### TASK TO CARRY OUT
Omit all images. Transcribe the rest of the material below exactly.

(Items from a dataset)
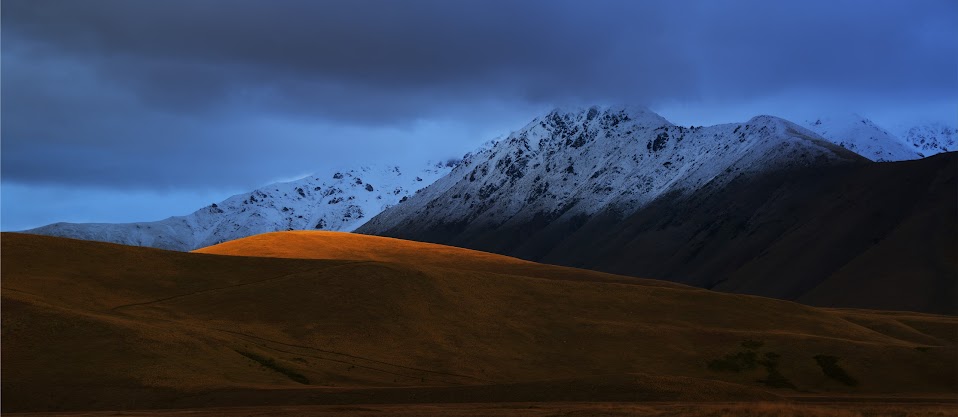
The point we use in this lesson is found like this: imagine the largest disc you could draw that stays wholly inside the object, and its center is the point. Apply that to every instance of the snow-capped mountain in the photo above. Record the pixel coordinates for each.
(576, 163)
(338, 200)
(862, 136)
(931, 138)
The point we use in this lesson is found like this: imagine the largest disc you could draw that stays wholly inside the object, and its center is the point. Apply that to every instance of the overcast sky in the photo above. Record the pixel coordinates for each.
(125, 110)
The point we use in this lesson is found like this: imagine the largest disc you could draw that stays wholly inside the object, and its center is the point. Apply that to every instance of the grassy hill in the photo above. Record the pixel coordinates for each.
(336, 318)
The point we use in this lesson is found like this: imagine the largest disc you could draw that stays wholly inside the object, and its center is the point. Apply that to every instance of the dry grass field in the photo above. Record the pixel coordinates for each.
(307, 323)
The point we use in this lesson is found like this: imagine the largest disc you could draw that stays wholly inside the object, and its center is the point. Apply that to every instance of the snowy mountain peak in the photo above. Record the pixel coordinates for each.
(860, 135)
(602, 158)
(930, 138)
(338, 200)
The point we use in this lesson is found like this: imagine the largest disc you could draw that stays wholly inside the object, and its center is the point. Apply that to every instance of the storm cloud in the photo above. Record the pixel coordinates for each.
(200, 93)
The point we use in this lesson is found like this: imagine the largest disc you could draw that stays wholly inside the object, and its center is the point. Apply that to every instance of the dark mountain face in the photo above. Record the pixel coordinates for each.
(848, 234)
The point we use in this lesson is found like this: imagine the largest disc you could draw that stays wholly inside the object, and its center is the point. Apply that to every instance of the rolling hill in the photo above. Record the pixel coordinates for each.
(98, 326)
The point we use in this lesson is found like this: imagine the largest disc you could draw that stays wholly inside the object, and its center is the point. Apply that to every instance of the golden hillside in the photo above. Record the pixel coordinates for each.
(91, 325)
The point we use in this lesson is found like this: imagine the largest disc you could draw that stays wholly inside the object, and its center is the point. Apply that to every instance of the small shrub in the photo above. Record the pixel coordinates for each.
(753, 344)
(830, 368)
(735, 362)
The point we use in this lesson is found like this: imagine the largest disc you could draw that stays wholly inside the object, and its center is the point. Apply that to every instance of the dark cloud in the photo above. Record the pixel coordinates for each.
(150, 94)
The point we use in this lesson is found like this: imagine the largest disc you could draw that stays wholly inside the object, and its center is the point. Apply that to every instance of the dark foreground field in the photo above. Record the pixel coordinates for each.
(557, 409)
(379, 326)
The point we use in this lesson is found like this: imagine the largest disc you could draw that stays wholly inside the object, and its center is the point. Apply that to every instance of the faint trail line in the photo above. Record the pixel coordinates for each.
(348, 356)
(348, 363)
(243, 284)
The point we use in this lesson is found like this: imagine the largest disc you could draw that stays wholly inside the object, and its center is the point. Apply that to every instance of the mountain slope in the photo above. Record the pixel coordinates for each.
(574, 164)
(931, 138)
(96, 326)
(864, 137)
(781, 214)
(340, 200)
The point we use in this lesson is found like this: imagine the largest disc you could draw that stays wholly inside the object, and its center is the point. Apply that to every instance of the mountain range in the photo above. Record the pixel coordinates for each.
(338, 200)
(766, 207)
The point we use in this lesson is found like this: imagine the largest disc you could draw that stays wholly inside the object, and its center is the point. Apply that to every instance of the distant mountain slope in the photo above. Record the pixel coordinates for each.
(334, 201)
(931, 138)
(864, 137)
(573, 164)
(763, 208)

### SOLUTION TO THIS PROBLEM
The point we use in this lesson is found like this: imagine the largest disc you could draw that stays wholly inside the object, and its center is the point. Apply that to every instance of the snow-capped mountain in the photo above. Record the pixel coordinates for each.
(576, 163)
(338, 200)
(862, 136)
(931, 138)
The point we use in this lesson is found like this: imagine the largest disc you could draw that stays wholly inside the object, and its center is the point. Apply that to every instance of the overcast sky in the photo above. Record the pixel coordinates for each.
(125, 110)
The point we use in this lesson is found like this: imagine the largest disc you could draw that stays wholly inside the object, and its center is the point. Apply that to every instance of the grassy hill in the photo above. Record the pixel coordinates for each.
(336, 318)
The point we use in this lesson is found like this: imagine the largest disc you could draw that stays wholly inside the object, and its center is the point. Apply that to every instance of the dry grass field in the photo above. Record the pixel coordinates for each.
(307, 323)
The point we use in this lesson is found like this: imagine the largest disc you could draw that stays wholly inside the object, and its center is the point. Apply that to every instance of the snowy mountain peak in the photo above. Record the pixel coordinates for each.
(860, 135)
(602, 158)
(930, 138)
(338, 200)
The point we use in this lesson is found like this: imagine the largest disc you could draw that stays wholly inside the object, and its center is the point. Apply that to every instance of the storm cloud in the photo above. Record the pixel coordinates for each.
(200, 93)
The point we use in this lesson is found like this: imagine the largest disc you could draw that stays wholly inside the object, and its center is the point. Apply that to every instance of the dark mountain face in the photo above. Record the pixel coordinates for each.
(848, 234)
The point we use in this lesson is found like this: imagine the largest disc you could draw that stays wholly inside the object, and its center is the point. Apply that to every instance of the rolling hill in the photo above. Record the pixel coordinates for each.
(98, 326)
The point we use in this lesson is found like this: imagine the largest disc you could draw that stays wholly inside the object, and its center is the point. Apply that to every instance of the golden hillside in the photo above. Record the pixel coordinates for each.
(91, 325)
The point we use in this lesson is found like this: imagine the largest disc you could draw that stays wholly inside the object, and its center is the point. Apply that to every instance of the small shrub in the photo above. Record the pixel coordinates for each.
(753, 344)
(830, 368)
(735, 362)
The point we use in this lesson is found like this: imagine the largest disc you could draw that stays wholly inside the object, and its center is the point. Apply that to every instance of the dark cloud in the photo above. Record the pixel coordinates for each.
(150, 94)
The point we use in this lesson is found like this: imagine the largest disc you could draw that stays wholly inside the object, and its center is the point. Apply that to every instance of the dark foreground field in the photo above. Record the pixel coordinates for each.
(557, 409)
(379, 326)
The point we use in this lesson is found like this: imagine the largest disc you could draw that stays wholly inside the object, and its center is the point. Apply that to every instance of the faint trail line in the photo above. Record the pixel coordinates for each.
(348, 356)
(348, 363)
(243, 284)
The point we use in this lesson is found like this: imagine the largest disc you could draw that stays wholly inside the object, and its center is the point. Apply that to every instance of the mountain slope in the photo above. Record the pixel coordinates for each.
(574, 164)
(931, 138)
(96, 326)
(864, 137)
(781, 214)
(340, 200)
The point we use in this lesson is found like this: imagine the largest disc you could draw that stays wholly inside the object, and its center is the point. Apply that to every instance of the mountain range in the photo above. Record the pixel coordinates for each.
(338, 200)
(766, 207)
The point we use in this lesson is found like this: imagine the largest disc you could draw that stays wholly inside the object, and its center is the point. Apply that to every instance of the distant mountain slope in the photo above. Record the pixel coordinates for each.
(334, 201)
(931, 138)
(864, 137)
(573, 164)
(763, 208)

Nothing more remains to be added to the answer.